EXERCISE: In the records below, swap each "Annotation pass" for "Labeling pass" and write the records out again with nothing else changed.

RECORDS TO PROCESS:
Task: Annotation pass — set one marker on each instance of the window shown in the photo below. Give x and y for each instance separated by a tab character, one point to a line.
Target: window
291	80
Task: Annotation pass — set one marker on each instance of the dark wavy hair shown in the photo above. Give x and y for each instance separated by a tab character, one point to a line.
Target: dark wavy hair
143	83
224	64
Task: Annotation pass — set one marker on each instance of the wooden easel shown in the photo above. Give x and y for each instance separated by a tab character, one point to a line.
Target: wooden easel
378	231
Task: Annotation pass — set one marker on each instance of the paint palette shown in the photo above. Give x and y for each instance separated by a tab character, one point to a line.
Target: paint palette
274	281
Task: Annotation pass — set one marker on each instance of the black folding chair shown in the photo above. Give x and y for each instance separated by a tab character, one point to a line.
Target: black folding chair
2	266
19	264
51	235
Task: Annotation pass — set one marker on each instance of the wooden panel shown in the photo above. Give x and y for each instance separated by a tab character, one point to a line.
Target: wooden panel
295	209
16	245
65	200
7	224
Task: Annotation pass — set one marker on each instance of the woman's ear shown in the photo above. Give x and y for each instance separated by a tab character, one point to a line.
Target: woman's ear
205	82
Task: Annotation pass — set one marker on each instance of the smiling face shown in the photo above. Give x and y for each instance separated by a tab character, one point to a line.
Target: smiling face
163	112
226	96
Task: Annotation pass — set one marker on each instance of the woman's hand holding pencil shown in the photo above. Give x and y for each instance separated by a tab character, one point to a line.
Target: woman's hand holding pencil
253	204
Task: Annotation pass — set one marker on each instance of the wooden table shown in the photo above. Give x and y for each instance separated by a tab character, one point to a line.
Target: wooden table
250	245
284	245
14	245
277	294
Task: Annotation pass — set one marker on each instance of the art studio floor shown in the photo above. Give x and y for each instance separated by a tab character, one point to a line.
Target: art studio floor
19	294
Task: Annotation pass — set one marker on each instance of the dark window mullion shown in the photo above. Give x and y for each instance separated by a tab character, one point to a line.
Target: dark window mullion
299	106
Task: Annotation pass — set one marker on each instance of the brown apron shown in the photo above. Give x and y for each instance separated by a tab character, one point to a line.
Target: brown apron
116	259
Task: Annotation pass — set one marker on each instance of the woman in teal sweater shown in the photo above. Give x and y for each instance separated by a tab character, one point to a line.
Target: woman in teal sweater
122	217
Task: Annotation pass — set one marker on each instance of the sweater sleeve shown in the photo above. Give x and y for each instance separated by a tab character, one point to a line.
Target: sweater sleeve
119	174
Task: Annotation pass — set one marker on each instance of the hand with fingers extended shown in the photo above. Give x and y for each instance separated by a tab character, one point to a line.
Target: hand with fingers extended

OUTPUT BELOW:
Task: Labeling pass — set one marker on each instance of the window shown in the photo below. Give x and y for each instance separated by a tab character, one point to a line.
Target: window
291	80
Task: Labeling pass — set one marker on each instance of the dark wavy hair shown in the photo above. Give x and y for each instance separated by a tab character, one point to a line.
Target: dark wavy hair
143	83
224	64
Task: Labeling pass — set one marker on each instance of the wooden easel shown in the photo above. Give x and y for each instance separated by a tab character, one point to a line.
Target: wooden easel
378	231
Task: Labeling pass — set one marker on each instance of the paint palette shown in the photo above. Give x and y for each instance separated by a tab character, one point to a line.
Target: paint palette
274	281
Task: Labeling pass — set one marker on each instance of the black folding chair shown in the photo above. Give x and y for each instance separated by a tab character, one point to a line.
Target: black folding chair
2	266
19	264
51	235
Task: Labeling pass — set one marker on each instance of the wooden panel shown in the photo above. Give x and y for each instance separated by a tab character, one point to a line.
Target: wooden panel
295	209
16	245
65	200
7	224
Task: Labeling pass — set one marker on each instance of the woman's ear shown in the photo above. Give x and y for each instance separated by a tab character, one point to a line.
Target: woman's ear
205	82
Task: Labeling pass — set one marker on each instance of the smiling face shown in the photo above. Give x and y for each instance separated by a tab character, one point to a line.
Target: smiling face
163	112
226	96
Task: Labeling pass — set one marker on each instance of the woman's hand holding pencil shown in the photo above. Give x and y for each instance separated by a tab character, one point to a line.
Target: woman's hand holding pencil
253	204
Task: Labeling pass — set one marker on each instance of the wooden table shown in the photo above. Give x and y for each instance separated by a tab character, one point to a line.
Target: wooden table
250	245
284	245
14	245
277	294
Task: Labeling pass — set one marker on each instance of the art studio floor shown in the photo above. Give x and y for each instance separated by a tab character, one point to a line.
Target: art studio floor
19	294
Task: Labeling pass — set one marker on each instance of the dark window mullion shown in the photo above. Give x and y for each instance separated by a tab character, one point to a line.
Target: dark window mullion
299	106
Task: Labeling pass — set one marker on each instance of the brown apron shown in the photo above. Give x and y for each instance separated by a tab character, one point to a line.
Target: brown apron
116	259
Task: Labeling pass — set one marker on each instance of the woman in teal sweater shown in the photo above. Give x and y for each instance separated by a tab character, one point to a line.
Target: woman in teal sweater
122	217
Task: Labeling pass — set one marker on each instance of the sweater sleeve shown in the photo above. Give x and y for each instance separated by a tab character, one point to a line.
Target: sweater sleeve
119	174
Task: Labeling pass — set one marker on each instance of the hand with fingers extended shown in the photo above. Give x and y for each instance separated by a tab character, one point to a line.
Target: hand with fingers extended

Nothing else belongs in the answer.